§ **Reading text**:

Effects of diet composition and insulin resistance status on plasma lipid levels in a weight loss intervention in women.

Le, T., S.W. Flatt, L. Natarajan, B. Pakiz, E.L. Quintana, D.D. Heath, B.K. Rana, C.L. Rock, 2016. Effects of diet composition and insulin resistance status on plasma lipid levels in a weight loss intervention in women. J Am Heart Assoc. 5(1). doi: 10.1161/JAHA.115.002771.

Background: Optimal macronutrient distribution of weight loss diets has not been established. The distribution of energy from carbohydrate and fat has been observed to promote differential plasma lipid responses in previous weight loss studies, and insulin resistance status may interact with diet composition and affect weight loss and lipid responses. Methods and Results: Overweight and obese women (n=245) were enrolled in a 1‐year behavioral weight loss intervention and randomly assigned to 1 of 3 study groups: a lower fat (20% energy), higher carbohydrate (65% energy) diet; a lower carbohydrate (45% energy), higher fat (35% energy) diet; or a walnut‐rich, higher fat (35% energy), lower carbohydrate (45% energy) diet. Blood samples and data available from 213 women at baseline and at 6 months were the focus of this analysis. Triglycerides, total cholesterol, and high‐ and low‐density lipoprotein cholesterol were quantified and compared between and within groups. Triglycerides decreased in all study arms at 6 months (P<0.05). The walnut‐rich diet increased high‐density lipoprotein cholesterol more than either the lower fat or lower carbohydrate diet (P<0.05). The walnut‐rich diet also reduced low‐density lipoprotein cholesterol in insulin‐sensitive women, whereas the lower fat diet reduced both total cholesterol and high‐density lipoprotein cholesterol in insulin‐sensitive women (P<0.05). Insulin sensitivity and C‐reactive protein levels also improved. Conclusions: Weight loss was similar across the diet groups, although insulin‐sensitive women lost more weight with a lower fat, higher carbohydrate diet versus a higher fat, lower carbohydrate diet. The walnut‐rich, higher fat diet resulted in the most favorable changes in lipid levels.

§ **Exercise brief**:
Give a three-sentence summary of the study abstract. The listing that comes next is separate material, apart from the study abstract.

§ **Stored data**:
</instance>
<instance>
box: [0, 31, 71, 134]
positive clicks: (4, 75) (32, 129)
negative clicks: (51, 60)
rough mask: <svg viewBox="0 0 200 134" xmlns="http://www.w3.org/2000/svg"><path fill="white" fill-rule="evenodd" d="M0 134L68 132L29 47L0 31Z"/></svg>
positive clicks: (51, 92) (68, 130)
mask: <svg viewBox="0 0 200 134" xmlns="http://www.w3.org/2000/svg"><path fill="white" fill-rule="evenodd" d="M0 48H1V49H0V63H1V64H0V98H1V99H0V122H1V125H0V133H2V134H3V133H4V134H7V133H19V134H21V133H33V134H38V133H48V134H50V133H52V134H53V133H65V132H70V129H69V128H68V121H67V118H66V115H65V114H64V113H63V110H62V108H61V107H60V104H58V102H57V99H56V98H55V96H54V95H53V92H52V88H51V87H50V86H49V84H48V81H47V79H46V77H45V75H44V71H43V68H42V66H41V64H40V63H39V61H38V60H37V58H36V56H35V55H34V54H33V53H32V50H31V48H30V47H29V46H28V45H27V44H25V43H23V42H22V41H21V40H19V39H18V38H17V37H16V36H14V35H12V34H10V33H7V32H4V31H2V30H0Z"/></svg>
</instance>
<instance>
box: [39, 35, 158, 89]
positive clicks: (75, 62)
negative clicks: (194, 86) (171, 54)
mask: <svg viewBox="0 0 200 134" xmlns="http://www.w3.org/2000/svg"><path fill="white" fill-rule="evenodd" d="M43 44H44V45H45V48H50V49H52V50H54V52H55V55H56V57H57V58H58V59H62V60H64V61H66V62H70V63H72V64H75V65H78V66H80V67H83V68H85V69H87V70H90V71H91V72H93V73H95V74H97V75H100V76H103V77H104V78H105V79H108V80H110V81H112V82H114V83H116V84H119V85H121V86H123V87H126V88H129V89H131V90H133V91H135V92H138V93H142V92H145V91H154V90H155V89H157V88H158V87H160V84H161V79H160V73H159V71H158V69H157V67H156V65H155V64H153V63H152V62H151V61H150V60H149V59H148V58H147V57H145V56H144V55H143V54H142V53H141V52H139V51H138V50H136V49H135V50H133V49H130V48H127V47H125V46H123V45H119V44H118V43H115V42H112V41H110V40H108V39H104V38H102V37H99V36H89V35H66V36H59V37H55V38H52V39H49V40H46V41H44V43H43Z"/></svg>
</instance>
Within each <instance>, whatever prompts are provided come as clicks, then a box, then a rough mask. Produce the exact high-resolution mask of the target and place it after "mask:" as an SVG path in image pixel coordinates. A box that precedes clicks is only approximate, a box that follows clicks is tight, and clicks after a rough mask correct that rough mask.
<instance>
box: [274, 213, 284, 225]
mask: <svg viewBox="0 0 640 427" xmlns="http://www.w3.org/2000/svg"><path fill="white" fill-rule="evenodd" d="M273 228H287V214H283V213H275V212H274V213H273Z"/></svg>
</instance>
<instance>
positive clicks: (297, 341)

§ **Output for this task**:
In a 1-year behavioral weight loss intervention, 245 overweight and obese women were randomly assigned to a lower fat, higher carbohydrate diet, a lower carbohydrate, higher fat diet, or a walnut-rich, higher fat, lower carbohydrate diet, and data from 213 women at baseline and 6 months were analyzed. Triglycerides decreased in all three groups, and the walnut-rich diet increased high-density lipoprotein cholesterol more than the other two diets and reduced low-density lipoprotein cholesterol in insulin-sensitive women. Weight loss was similar across the diet groups, and the walnut-rich, higher fat diet resulted in the most favorable changes in lipid levels.